Data extract:
-- Opening Marker --

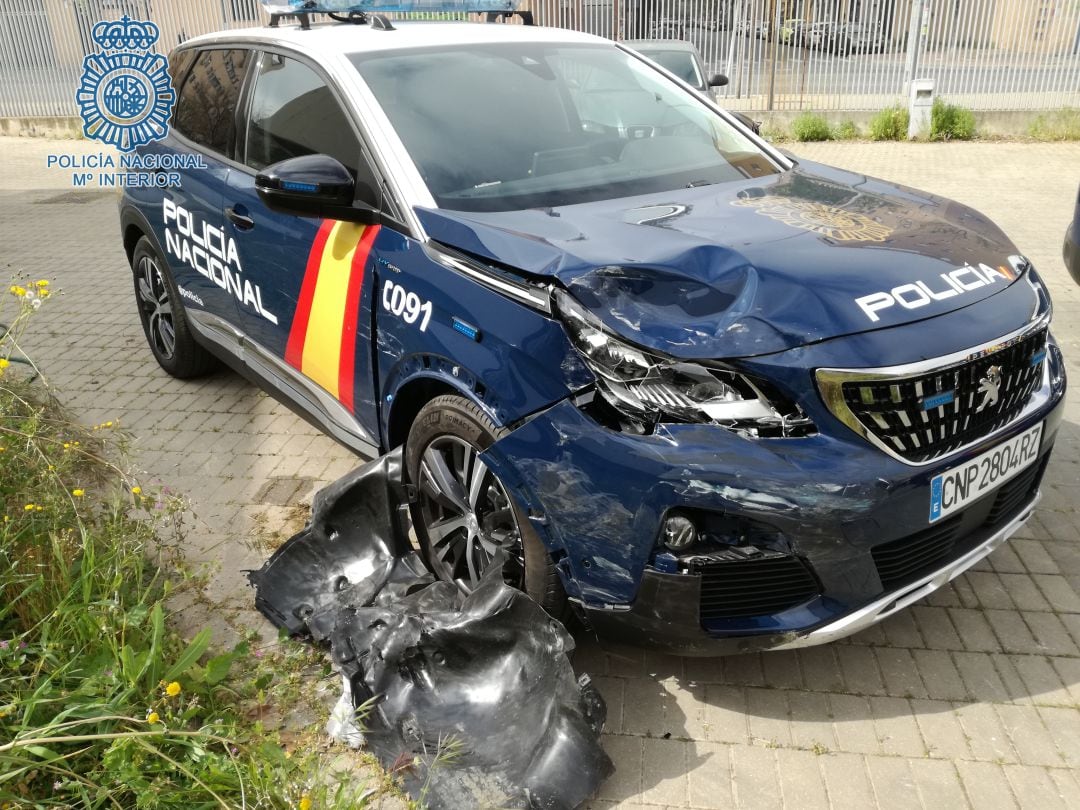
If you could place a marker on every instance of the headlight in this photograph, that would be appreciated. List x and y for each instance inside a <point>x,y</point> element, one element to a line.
<point>648,387</point>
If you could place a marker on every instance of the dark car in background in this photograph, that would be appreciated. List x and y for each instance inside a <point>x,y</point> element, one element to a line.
<point>1072,244</point>
<point>684,59</point>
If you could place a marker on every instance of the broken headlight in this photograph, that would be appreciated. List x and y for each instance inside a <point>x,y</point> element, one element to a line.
<point>651,388</point>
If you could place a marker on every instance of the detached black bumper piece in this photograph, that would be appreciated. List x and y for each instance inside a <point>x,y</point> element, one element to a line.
<point>475,690</point>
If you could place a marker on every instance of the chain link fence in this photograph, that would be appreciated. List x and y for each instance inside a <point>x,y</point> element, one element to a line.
<point>779,54</point>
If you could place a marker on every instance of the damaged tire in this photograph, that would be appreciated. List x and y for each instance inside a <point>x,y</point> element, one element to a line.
<point>464,513</point>
<point>161,312</point>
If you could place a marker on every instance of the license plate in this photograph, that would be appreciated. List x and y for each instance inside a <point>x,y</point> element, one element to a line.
<point>961,485</point>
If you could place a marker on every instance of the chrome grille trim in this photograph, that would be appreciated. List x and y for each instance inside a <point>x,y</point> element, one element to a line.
<point>920,446</point>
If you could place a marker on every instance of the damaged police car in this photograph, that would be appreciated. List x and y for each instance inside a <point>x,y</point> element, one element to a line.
<point>714,397</point>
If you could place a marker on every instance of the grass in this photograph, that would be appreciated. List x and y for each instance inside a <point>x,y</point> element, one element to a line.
<point>102,704</point>
<point>950,122</point>
<point>810,126</point>
<point>1063,124</point>
<point>889,124</point>
<point>846,131</point>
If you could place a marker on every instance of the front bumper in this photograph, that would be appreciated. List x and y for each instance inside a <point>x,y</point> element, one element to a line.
<point>598,498</point>
<point>665,613</point>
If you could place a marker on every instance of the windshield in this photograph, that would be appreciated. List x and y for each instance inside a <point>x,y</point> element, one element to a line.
<point>511,126</point>
<point>680,63</point>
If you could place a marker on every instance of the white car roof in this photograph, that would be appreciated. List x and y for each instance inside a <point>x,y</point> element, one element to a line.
<point>347,38</point>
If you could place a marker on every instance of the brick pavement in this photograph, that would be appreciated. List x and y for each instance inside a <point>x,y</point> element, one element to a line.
<point>971,698</point>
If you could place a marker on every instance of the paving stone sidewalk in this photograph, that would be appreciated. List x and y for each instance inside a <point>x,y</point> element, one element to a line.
<point>971,698</point>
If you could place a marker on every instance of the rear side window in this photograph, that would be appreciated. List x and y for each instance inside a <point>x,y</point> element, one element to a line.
<point>206,109</point>
<point>294,113</point>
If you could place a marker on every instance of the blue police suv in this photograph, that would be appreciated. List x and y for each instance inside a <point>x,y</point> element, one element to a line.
<point>712,397</point>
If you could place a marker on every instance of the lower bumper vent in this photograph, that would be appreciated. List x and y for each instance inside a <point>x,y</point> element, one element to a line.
<point>739,589</point>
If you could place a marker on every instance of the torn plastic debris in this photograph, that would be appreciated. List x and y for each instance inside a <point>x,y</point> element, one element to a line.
<point>473,699</point>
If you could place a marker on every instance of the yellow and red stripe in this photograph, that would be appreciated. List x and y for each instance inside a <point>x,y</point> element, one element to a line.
<point>322,340</point>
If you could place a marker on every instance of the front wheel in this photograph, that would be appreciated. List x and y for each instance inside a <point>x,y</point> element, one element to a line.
<point>464,514</point>
<point>164,322</point>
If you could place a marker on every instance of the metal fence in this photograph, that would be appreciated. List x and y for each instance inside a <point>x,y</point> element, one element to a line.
<point>778,54</point>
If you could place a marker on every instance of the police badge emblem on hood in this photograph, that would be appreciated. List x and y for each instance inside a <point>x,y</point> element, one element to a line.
<point>752,267</point>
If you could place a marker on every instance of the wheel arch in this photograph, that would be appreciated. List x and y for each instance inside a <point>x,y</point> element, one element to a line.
<point>410,395</point>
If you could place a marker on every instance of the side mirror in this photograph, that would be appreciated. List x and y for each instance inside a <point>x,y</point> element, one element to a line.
<point>314,186</point>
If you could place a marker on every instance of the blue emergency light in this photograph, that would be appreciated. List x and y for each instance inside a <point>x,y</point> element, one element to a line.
<point>351,9</point>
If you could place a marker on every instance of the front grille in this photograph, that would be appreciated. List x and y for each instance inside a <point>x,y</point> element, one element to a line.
<point>927,416</point>
<point>739,589</point>
<point>1015,493</point>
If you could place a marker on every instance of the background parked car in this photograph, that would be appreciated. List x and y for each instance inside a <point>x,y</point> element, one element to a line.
<point>759,29</point>
<point>818,36</point>
<point>850,38</point>
<point>791,32</point>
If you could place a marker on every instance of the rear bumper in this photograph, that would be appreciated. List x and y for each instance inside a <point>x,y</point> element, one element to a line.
<point>665,615</point>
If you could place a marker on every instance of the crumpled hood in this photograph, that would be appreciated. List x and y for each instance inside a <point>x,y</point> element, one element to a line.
<point>751,268</point>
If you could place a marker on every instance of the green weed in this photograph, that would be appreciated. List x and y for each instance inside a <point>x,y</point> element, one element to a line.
<point>950,122</point>
<point>846,131</point>
<point>102,704</point>
<point>811,126</point>
<point>1063,124</point>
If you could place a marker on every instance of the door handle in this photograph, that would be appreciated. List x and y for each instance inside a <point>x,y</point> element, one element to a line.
<point>243,221</point>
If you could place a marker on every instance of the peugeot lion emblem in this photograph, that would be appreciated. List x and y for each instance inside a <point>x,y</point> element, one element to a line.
<point>989,387</point>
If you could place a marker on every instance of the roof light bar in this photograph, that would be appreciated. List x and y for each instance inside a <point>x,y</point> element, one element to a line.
<point>297,8</point>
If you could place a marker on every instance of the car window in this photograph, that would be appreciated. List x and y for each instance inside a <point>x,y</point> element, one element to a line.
<point>206,109</point>
<point>679,63</point>
<point>294,113</point>
<point>502,127</point>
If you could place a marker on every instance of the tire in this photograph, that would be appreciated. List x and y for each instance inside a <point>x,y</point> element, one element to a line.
<point>164,321</point>
<point>444,441</point>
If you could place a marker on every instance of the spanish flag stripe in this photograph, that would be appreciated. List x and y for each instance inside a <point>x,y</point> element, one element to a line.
<point>347,381</point>
<point>322,343</point>
<point>294,349</point>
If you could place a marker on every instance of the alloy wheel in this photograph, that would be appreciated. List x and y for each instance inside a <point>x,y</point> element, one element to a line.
<point>157,308</point>
<point>467,514</point>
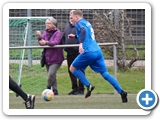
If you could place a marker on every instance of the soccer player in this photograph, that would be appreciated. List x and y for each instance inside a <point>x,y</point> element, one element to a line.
<point>72,53</point>
<point>90,55</point>
<point>29,99</point>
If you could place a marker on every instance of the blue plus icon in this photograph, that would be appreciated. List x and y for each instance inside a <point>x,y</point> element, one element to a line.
<point>147,99</point>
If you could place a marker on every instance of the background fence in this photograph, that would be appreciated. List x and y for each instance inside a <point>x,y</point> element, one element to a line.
<point>23,24</point>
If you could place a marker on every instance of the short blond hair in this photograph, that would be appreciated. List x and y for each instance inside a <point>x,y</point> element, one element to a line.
<point>77,12</point>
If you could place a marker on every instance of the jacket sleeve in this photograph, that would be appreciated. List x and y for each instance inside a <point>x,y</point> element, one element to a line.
<point>55,39</point>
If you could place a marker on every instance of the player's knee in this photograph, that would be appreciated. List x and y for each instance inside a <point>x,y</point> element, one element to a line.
<point>105,74</point>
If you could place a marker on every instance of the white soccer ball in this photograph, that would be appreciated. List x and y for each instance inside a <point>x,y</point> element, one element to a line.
<point>47,94</point>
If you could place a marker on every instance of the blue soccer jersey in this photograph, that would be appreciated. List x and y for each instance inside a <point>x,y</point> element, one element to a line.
<point>89,42</point>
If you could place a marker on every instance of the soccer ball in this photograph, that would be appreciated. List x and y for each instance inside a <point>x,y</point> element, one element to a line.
<point>47,95</point>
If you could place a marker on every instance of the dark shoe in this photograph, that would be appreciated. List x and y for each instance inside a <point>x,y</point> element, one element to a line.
<point>55,92</point>
<point>89,90</point>
<point>29,103</point>
<point>73,92</point>
<point>124,96</point>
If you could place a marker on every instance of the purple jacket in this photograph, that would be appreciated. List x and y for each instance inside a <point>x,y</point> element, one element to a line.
<point>53,55</point>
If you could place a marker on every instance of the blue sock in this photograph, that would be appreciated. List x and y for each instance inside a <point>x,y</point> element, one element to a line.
<point>80,75</point>
<point>112,81</point>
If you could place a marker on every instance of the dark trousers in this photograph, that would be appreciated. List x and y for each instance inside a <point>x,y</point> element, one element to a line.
<point>14,87</point>
<point>76,84</point>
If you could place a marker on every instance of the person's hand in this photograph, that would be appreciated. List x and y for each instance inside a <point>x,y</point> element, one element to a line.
<point>42,42</point>
<point>38,33</point>
<point>81,50</point>
<point>71,36</point>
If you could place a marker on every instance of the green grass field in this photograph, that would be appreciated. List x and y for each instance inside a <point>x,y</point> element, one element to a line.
<point>95,101</point>
<point>102,97</point>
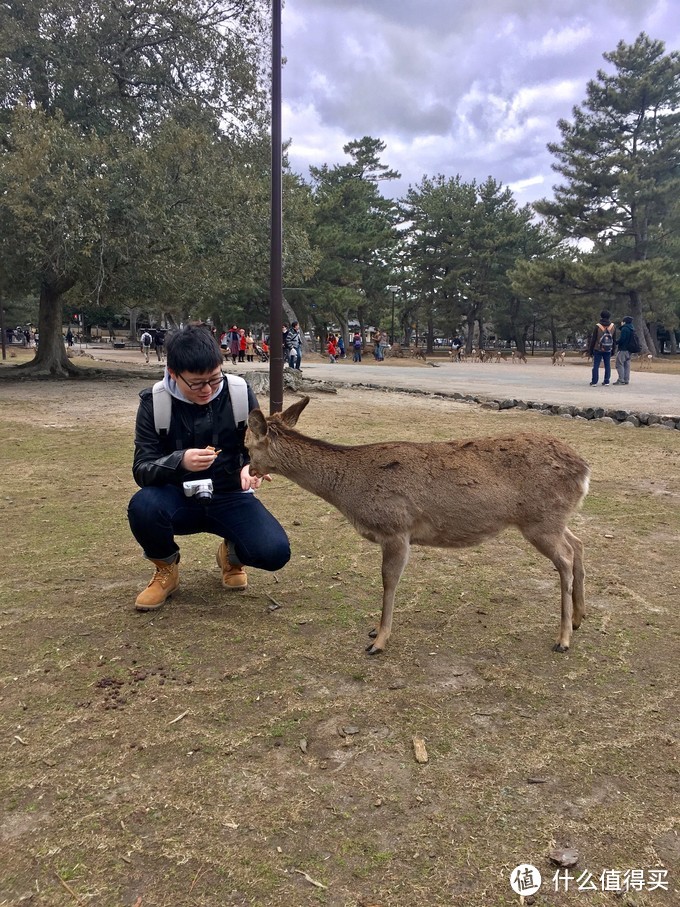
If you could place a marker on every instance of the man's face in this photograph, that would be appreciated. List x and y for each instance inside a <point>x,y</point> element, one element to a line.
<point>198,387</point>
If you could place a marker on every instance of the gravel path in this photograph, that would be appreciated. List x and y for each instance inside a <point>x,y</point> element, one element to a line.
<point>537,381</point>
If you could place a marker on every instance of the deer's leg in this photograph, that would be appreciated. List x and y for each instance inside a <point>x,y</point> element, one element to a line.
<point>579,591</point>
<point>556,547</point>
<point>395,556</point>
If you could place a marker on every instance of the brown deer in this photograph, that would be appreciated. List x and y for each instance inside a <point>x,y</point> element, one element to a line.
<point>446,494</point>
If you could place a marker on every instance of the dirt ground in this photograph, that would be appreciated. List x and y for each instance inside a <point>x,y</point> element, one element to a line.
<point>244,750</point>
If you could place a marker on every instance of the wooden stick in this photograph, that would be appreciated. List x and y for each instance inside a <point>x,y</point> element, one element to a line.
<point>68,887</point>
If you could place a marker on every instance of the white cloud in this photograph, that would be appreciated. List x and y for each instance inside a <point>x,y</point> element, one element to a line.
<point>451,87</point>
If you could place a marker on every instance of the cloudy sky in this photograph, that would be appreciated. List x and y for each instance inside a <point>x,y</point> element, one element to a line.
<point>474,87</point>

-- Closing Marker --

Exercise aim:
Lines from the one containing "of the brown" through the final line of the entries above are to be output exactly; omit all others.

Result of this exercise:
If you could place a marker on every instance of the brown deer in this photograph, that would be appreciated. List x and y for each instance inside a <point>x,y</point> element, one element to a line.
<point>446,494</point>
If you could place a marker on every instance of the dirt ground in this photograph, that would be appreciated. List x and y for each instance inside a <point>x,y</point> element, one element to a line.
<point>244,750</point>
If you could place a marker on every instance of the wooden stick in this photograph, that would be appreciated. List x and y for each instance inside a <point>x,y</point> element, one element to a line.
<point>68,887</point>
If you could place a marker on every instance of the white cloud in this photograph, that would be appreciated. List x and y for each instance inside a <point>x,y</point> element, one element to a line.
<point>451,87</point>
If you could place a marker on every instance of the cloudy sky in this photograph, that would be appreciated. List x and y for each instance inside a <point>x,y</point> element, one element to a line.
<point>474,87</point>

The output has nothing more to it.